With her mother dead and her father often forced into exile because of his conflicts with both Louis XIII and Cardinal Richelieu, Anne-Marie-Louise was raised within the royal family. She called the King, her uncle, petit papa; Anne of Austria, the queen consort, petite maman; and her cousin, the future Louis XIV, who was eleven years her junior, her petit époux. But while she waited to make an illustrious marriage—the future Charles II of England, the Holy Roman Emperor Ferdinand III, and even Louis XIV were potential candidates—her charming and capricious father was the only person she truly cared for. When in 1652, after Louis XIII’s death, her father took up the cause of the Fronde against the regency government of Anne of Austria and Cardinal Mazarin, Mademoiselle did not hesitate to follow his example.
The Fronde was the major civil crisis of seventeenth-century France and the last time the country’s nobility would rise in armed rebellion against a king. Its immediate cause was widespread discontent with mounting taxes and other financial burdens incurred by a lengthy period of war with France’s neighbors. More deeply, however, it was an expression of the nobility’s frustration with the growing power of the crown and particularly the current regency government, which had begun five years earlier when Anne of Austria annulled her husband’s will and, in alliance with Cardinal Mazarin, enlarged the powers of her regency for the nine-year-old Louis XIV. Historians usually divide the Fronde into two distinct parts—the Parliamentary Fronde (1648– 1649), set off by the regency’s proposal that government officials give up four years’ salary, and the Fronde of the Princes (1650–1653), characterized by conflicting personal grievances and ambitions among the nobility.

- [RAW RECORDS]:
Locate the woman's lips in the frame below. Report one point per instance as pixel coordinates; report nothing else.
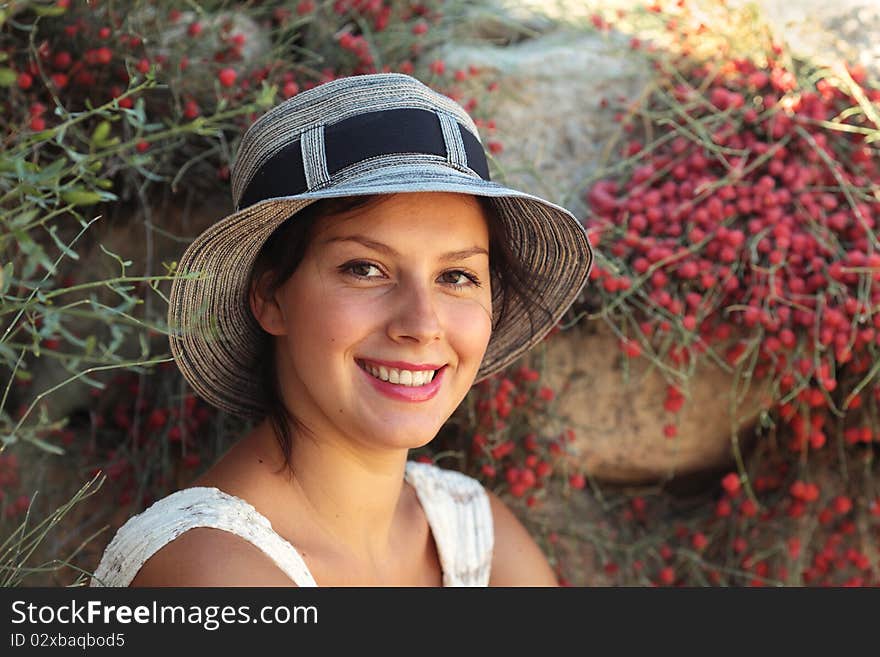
(407, 393)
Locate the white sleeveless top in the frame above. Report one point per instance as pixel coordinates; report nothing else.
(456, 506)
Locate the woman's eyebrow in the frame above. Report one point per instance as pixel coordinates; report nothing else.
(384, 248)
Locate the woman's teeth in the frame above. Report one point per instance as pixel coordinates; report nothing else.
(409, 378)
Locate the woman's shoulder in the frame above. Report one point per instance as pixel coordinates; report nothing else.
(517, 560)
(209, 557)
(487, 524)
(197, 536)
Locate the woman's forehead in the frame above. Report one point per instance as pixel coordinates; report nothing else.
(436, 216)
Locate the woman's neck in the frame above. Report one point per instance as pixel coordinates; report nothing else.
(353, 496)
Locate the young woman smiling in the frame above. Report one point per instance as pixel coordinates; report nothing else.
(370, 275)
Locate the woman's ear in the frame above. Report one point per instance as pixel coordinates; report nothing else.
(264, 306)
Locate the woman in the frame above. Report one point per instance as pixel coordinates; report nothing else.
(371, 274)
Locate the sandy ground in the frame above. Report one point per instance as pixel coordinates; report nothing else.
(818, 29)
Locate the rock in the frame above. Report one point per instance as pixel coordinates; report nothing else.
(618, 417)
(548, 113)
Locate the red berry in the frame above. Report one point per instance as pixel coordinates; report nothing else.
(731, 483)
(191, 109)
(227, 77)
(62, 60)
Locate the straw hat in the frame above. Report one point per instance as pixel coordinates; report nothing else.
(368, 134)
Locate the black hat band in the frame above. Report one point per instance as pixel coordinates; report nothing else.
(299, 167)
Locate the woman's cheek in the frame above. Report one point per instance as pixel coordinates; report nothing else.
(470, 328)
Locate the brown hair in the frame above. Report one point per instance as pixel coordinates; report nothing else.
(285, 249)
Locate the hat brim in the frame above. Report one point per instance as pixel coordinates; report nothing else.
(214, 335)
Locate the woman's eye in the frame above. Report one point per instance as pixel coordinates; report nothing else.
(459, 278)
(360, 269)
(456, 278)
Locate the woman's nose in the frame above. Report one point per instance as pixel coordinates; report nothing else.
(415, 316)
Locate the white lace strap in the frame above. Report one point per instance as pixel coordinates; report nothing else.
(146, 533)
(457, 508)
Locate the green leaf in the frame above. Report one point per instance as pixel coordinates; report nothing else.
(49, 447)
(81, 197)
(100, 134)
(49, 10)
(23, 218)
(7, 77)
(5, 277)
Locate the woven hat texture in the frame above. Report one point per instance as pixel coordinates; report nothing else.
(369, 134)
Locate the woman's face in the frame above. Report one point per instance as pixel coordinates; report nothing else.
(383, 326)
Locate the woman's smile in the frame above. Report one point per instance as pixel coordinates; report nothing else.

- [DIRECTION 1]: Quote the Fronde passage between "With her mother" and "follow his example.", inclusive.
- [DIRECTION 2]: According to the Fronde passage, why was Anne-Marie-Louise raised within the royal family? Answer in one to three sentences.
- [DIRECTION 3]:
Answer these from the Fronde passage:
(a) How many years younger than Anne-Marie-Louise was the future Louis XIV?
(b) What set off the Parliamentary Fronde?
(c) Which years does the text give for the Fronde of the Princes?
The material is separate from the Fronde passage.

- [FULL OUTPUT 1]:
With her mother dead and her father often forced into exile because of his conflicts with both Louis XIII and Cardinal Richelieu, Anne-Marie-Louise was raised within the royal family. She called the King, her uncle, petit papa; Anne of Austria, the queen consort, petite maman; and her cousin, the future Louis XIV, who was eleven years her junior, her petit époux. But while she waited to make an illustrious marriage—the future Charles II of England, the Holy Roman Emperor Ferdinand III, and even Louis XIV were potential candidates—her charming and capricious father was the only person she truly cared for. When in 1652, after Louis XIII’s death, her father took up the cause of the Fronde against the regency government of Anne of Austria and Cardinal Mazarin, Mademoiselle did not hesitate to follow his example.

- [FULL OUTPUT 2]: Her mother was dead. Her father's conflicts with Louis XIII and Cardinal Richelieu often forced him into exile.

- [FULL OUTPUT 3]:
(a) Eleven years.
(b) The regency's proposal that government officials give up four years' salary.
(c) 1650–1653.